+++ Text under study
Two environmental groups, the Center for Biological Diversity and Save Our Springs Alliance, filed a notice of intent Jan. 9 with the U.S. Fish and Wildlife Service requesting emergency listing for the Jollyville Plateau salamander.
In response to the filing, Williamson County commissioners Jan. 31 approved sending letters to the environmental groups as well as Fish and Wildlife voicing the county's opposition to the listing.
"What we are saying in this letter is that we believe there is no immediate threat to the species that warrants emergency listing, and we oppose this because if they are going to list the species, they need to go through the regular input process," Precinct 1 Commissioner Lisa Birkman said. Birkman is also is president of the Williamson County Conservation Foundation board.
The environmental groups are requesting the emergency listing because "shaft leaks near salamander habitat in connection with the City of Austin's construction of Water Treatment Plant 4, compounded by the current Texas drought, have created a significant risk to the well-being of the salamander," according to the county's letter addressed to the environmental groups.
"This tiny salamander, which exists nowhere in the world except Texas, could be driven extinct by the construction," said Collette Adkins Giese, an attorney with the Center for Biological Diversity, in a news release. "So this is an emergency. The salamander needs immediate protection under the Endangered Species Act, our most effective law for protecting endangered wildlife from extinction."
++++++
+++ Data for review
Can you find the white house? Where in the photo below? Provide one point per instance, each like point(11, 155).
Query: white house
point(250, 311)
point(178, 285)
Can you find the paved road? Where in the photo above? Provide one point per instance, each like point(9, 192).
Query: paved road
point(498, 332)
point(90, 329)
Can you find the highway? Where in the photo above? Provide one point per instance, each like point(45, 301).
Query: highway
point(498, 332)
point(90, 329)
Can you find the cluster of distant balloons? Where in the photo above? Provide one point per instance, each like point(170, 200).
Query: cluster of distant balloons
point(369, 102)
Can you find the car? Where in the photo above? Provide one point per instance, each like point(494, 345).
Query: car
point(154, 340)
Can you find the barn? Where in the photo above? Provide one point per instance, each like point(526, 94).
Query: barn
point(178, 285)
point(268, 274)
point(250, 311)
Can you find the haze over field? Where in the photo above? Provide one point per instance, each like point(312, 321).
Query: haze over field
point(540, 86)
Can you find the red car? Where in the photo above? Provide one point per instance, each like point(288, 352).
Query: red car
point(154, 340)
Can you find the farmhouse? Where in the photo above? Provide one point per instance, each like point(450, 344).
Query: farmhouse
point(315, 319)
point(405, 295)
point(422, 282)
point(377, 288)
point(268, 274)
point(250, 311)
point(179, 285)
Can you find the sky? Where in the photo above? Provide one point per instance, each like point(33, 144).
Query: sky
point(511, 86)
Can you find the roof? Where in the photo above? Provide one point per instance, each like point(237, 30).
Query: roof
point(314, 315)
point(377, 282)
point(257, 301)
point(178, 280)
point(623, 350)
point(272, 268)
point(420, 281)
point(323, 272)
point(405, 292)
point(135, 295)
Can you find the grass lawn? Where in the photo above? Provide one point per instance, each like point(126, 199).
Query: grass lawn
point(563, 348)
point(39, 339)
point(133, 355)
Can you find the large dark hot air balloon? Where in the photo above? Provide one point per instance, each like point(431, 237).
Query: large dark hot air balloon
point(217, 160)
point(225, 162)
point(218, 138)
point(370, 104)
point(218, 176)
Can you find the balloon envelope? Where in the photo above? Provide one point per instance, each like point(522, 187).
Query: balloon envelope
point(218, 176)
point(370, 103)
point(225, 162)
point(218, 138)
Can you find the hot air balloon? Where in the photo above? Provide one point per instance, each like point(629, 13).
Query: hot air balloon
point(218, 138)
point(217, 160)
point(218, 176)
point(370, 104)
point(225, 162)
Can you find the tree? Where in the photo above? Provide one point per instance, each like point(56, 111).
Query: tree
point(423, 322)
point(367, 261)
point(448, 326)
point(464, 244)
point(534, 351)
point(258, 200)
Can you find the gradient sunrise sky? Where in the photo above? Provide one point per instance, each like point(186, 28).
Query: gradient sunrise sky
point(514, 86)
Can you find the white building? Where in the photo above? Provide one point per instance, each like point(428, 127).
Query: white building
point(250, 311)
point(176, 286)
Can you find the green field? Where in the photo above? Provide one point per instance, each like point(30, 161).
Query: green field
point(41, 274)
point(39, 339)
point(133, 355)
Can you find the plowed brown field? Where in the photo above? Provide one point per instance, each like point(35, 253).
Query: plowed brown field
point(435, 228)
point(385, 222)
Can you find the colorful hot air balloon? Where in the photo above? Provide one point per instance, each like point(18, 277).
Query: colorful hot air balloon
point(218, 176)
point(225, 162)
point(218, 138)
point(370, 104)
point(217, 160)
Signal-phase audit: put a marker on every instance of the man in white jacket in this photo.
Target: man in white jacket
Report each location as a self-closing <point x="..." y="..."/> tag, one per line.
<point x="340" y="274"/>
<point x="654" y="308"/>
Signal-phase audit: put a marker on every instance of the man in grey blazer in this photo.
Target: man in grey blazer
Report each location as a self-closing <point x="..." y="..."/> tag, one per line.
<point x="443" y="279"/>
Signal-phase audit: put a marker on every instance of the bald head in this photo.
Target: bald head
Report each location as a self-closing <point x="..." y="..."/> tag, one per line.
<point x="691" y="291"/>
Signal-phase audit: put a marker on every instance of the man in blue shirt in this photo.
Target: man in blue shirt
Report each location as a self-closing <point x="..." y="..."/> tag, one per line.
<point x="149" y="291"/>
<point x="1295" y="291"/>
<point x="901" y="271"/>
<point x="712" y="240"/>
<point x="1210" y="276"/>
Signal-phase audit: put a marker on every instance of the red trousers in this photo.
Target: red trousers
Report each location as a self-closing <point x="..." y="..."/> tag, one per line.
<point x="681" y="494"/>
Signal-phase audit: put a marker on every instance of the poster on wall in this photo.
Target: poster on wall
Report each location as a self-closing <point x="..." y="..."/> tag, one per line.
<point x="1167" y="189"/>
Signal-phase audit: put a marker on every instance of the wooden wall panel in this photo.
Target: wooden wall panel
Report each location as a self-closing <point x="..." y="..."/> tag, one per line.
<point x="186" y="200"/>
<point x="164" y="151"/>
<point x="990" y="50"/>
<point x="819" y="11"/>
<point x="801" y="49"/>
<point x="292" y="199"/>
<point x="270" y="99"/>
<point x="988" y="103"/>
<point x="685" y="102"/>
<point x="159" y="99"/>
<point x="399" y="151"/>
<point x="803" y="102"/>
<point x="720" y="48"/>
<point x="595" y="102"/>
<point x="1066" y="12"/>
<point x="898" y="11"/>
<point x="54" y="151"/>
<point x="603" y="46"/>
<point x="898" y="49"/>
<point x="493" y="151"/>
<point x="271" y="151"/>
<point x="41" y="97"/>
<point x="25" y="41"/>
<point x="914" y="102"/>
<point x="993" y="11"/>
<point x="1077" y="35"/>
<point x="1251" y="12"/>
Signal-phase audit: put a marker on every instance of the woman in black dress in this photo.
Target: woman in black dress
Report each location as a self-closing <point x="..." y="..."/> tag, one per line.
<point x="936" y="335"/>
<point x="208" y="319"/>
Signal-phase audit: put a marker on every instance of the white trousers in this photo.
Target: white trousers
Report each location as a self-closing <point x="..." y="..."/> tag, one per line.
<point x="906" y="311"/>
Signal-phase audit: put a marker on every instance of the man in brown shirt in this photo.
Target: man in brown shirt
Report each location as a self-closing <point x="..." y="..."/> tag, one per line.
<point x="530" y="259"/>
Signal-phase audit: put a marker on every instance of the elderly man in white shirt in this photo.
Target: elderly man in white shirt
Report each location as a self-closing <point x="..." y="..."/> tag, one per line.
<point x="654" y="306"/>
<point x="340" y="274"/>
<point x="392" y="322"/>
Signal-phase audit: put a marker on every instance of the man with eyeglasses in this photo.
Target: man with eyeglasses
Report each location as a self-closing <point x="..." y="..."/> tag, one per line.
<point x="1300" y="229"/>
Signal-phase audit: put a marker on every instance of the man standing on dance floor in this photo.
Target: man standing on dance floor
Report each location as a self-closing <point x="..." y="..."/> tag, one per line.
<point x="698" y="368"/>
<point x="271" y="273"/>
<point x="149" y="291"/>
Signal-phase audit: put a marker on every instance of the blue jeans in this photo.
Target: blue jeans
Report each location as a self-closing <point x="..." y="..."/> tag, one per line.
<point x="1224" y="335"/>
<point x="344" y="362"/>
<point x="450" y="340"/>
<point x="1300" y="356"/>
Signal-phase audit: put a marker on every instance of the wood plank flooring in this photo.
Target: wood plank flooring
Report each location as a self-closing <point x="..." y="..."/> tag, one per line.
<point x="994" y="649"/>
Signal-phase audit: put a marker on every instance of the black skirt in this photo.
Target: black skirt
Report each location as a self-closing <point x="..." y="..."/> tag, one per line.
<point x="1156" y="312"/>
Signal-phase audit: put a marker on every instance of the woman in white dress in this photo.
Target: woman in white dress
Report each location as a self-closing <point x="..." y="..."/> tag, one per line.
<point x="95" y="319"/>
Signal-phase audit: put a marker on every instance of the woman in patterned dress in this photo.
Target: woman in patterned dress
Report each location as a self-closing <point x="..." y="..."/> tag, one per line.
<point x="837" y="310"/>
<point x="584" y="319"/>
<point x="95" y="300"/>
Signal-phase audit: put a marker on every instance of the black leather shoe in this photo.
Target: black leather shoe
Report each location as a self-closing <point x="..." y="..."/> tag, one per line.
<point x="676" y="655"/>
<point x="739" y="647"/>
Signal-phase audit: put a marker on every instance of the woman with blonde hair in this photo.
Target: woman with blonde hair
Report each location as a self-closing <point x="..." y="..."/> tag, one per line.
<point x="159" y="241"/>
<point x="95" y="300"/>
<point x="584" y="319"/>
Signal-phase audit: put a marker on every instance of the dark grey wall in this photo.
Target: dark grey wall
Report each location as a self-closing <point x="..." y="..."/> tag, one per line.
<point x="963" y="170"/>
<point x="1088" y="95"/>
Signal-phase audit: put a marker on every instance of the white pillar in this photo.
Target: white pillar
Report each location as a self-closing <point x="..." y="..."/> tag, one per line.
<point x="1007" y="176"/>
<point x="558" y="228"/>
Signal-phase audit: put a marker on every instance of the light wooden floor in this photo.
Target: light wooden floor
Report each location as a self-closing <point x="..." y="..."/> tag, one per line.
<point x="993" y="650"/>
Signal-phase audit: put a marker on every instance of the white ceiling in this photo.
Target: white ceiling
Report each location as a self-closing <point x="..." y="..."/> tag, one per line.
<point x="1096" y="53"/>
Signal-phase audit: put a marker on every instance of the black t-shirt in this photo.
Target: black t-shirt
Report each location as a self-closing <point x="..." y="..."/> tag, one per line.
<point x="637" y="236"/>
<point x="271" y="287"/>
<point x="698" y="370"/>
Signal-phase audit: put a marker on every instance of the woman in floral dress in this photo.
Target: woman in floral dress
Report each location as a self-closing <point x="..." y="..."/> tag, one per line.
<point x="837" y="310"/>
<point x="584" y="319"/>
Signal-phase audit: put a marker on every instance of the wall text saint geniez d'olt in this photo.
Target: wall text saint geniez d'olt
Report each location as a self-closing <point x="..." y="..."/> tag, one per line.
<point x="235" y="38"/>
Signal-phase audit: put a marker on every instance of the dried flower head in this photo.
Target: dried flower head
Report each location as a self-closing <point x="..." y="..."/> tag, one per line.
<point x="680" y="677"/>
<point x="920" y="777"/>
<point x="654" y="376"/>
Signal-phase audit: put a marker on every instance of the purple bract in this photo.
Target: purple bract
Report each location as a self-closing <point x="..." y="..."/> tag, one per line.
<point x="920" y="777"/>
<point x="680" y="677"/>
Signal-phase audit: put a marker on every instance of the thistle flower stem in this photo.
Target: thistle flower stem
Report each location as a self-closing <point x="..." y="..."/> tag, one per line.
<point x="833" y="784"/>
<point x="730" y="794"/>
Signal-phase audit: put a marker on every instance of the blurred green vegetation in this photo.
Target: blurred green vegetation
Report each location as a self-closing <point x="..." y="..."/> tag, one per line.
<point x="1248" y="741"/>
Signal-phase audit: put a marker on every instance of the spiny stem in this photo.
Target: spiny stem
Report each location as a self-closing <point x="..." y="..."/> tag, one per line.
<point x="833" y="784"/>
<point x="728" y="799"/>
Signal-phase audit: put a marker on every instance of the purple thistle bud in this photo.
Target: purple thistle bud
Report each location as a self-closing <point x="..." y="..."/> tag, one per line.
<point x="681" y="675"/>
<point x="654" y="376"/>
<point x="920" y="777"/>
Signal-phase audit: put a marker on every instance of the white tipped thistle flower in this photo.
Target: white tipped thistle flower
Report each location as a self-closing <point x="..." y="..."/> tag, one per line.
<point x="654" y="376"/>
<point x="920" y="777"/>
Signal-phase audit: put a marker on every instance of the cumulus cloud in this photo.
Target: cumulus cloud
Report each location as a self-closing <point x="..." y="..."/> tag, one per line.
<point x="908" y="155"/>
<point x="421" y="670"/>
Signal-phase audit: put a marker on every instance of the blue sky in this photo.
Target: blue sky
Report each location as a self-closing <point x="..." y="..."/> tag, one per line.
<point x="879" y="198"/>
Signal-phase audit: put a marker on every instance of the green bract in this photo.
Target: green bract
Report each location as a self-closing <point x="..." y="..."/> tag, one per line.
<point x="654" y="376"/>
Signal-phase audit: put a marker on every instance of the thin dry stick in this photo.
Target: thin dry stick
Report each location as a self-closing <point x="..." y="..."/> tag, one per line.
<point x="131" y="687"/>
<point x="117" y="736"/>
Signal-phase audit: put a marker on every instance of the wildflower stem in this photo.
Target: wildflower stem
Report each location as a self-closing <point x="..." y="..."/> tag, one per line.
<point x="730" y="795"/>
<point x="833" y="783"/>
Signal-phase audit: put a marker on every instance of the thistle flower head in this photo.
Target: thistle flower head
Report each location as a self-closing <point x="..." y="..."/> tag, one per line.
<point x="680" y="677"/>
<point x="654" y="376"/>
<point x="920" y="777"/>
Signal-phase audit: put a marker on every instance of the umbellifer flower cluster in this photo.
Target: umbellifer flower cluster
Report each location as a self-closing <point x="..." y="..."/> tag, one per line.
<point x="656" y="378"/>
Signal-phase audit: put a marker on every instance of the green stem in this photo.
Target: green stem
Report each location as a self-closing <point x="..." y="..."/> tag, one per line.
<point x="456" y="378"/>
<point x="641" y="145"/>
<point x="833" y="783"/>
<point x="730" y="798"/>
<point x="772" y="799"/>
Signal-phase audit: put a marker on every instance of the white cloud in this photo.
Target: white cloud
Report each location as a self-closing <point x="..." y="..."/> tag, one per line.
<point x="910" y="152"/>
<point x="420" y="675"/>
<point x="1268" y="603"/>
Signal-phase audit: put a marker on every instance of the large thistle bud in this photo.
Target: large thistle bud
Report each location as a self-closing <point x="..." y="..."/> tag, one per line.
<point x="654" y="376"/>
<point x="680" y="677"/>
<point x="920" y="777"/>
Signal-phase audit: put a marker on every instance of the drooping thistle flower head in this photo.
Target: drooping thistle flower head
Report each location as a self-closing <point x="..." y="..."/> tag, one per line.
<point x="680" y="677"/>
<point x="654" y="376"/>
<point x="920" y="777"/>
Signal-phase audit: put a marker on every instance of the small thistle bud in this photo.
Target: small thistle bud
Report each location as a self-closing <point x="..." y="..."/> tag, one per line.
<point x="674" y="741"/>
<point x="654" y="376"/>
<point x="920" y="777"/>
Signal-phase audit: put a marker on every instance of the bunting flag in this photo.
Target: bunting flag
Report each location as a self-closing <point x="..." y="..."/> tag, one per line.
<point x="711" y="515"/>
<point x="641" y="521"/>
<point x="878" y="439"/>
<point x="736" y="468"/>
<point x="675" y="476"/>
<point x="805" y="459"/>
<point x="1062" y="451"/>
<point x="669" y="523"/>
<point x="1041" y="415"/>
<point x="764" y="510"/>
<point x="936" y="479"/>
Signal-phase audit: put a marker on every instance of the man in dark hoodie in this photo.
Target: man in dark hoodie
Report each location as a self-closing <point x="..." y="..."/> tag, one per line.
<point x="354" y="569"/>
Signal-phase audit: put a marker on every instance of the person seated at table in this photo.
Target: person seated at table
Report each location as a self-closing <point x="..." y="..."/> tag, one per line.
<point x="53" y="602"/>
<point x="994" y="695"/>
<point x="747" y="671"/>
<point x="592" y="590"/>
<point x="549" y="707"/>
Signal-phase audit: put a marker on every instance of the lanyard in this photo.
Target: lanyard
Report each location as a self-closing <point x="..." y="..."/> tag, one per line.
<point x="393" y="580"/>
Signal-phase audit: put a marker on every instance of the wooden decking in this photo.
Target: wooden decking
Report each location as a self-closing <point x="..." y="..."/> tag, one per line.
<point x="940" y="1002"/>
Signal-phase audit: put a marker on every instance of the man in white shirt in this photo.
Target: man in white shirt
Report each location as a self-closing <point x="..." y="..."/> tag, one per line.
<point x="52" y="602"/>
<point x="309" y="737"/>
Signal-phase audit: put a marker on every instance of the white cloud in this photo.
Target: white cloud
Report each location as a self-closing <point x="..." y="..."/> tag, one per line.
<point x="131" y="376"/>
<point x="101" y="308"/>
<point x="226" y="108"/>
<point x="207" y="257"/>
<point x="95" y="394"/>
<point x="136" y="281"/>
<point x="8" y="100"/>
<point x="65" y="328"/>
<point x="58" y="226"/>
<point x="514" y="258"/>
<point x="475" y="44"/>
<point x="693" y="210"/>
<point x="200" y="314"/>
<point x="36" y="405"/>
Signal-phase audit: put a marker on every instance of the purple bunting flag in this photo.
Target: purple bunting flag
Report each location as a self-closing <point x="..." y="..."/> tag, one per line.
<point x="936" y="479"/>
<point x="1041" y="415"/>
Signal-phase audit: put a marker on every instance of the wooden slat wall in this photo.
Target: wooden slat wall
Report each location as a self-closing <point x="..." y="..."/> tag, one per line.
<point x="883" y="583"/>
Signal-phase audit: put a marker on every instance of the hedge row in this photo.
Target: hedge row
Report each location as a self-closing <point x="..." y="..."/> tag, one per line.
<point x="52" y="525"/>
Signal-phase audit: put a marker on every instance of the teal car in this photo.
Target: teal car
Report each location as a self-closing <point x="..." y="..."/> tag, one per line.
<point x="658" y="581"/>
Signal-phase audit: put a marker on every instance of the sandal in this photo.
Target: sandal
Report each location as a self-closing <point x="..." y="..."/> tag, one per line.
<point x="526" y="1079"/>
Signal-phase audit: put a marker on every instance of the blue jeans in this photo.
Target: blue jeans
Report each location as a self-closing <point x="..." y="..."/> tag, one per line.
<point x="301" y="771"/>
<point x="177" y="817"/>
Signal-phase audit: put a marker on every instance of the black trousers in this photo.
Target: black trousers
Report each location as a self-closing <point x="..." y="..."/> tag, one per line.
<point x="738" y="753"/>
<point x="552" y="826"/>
++++++
◆ Questions to answer
A) Decide whether each statement below agrees with the article on the Jollyville Plateau salamander, answering yes or no and quoting the deciding words of the article.
(i) The notice of intent was filed with the U.S. Fish and Wildlife Service on Jan. 9.
(ii) Lisa Birkman states that the county supports emergency listing of the salamander.
(iii) The salamander is found in several states besides Texas.
B) List every organization or government body named in the article on the Jollyville Plateau salamander.
C) Extend the article on the Jollyville Plateau salamander beyond its last sentence.

◆ Responses per task
A)
(i) Yes: "filed a notice of intent Jan. 9 with the U.S. Fish and Wildlife Service"
(ii) No: "we oppose this because if they are going to list the species, they need to go through the regular input process"
(iii) No: "exists nowhere in the world except Texas"

B)
Center for Biological Diversity
Save Our Springs Alliance
U.S. Fish and Wildlife Service
Williamson County
Williamson County Conservation Foundation
City of Austin

C)
Although the environmental groups are protesting the effects of a project in Austin, Birkman said the emergency listing would also impact areas of Williamson County. The salamander exists in springs in the southwestern portion of the county.
Gary Boyd, director of environmental programs with Willilamson County, said USFWS had previously entered into an agreement with environmental organizations to review the listing status of four Central Texas salamander species and, if it determined a species was endangered, the listing could go into effect in summer 2013.
Boyd said an emergency listing would limit local input on how the salamanders should be treated.
The WCCF is 17 months into a five-year study on the Georgetown salamander as a part of its Regional Habitat Conservation Plan. At its January meeting, the foundation authorized $150,000 of the remaining project budget to study that species, which Boyd said will speed up that process. It also authorized $250,000 of new research funds for the Jollyville Plateau salamander. Boyd said a request for proposal for the studies would be going out soon.
"We are going to try and find out what it is that threatens them," Birkman said. "At this time there is not a lot of research, which is what is really called for under the Endangered Species Act, to be able to say what it is that causes the extinction of the species."
Precinct 3 Commissioner Valerie Covey also said the Jollyville Plateau salamander exists in several preserved areas within the county.
Birkman said the county would contact other local entities to see if they would support the county's letter.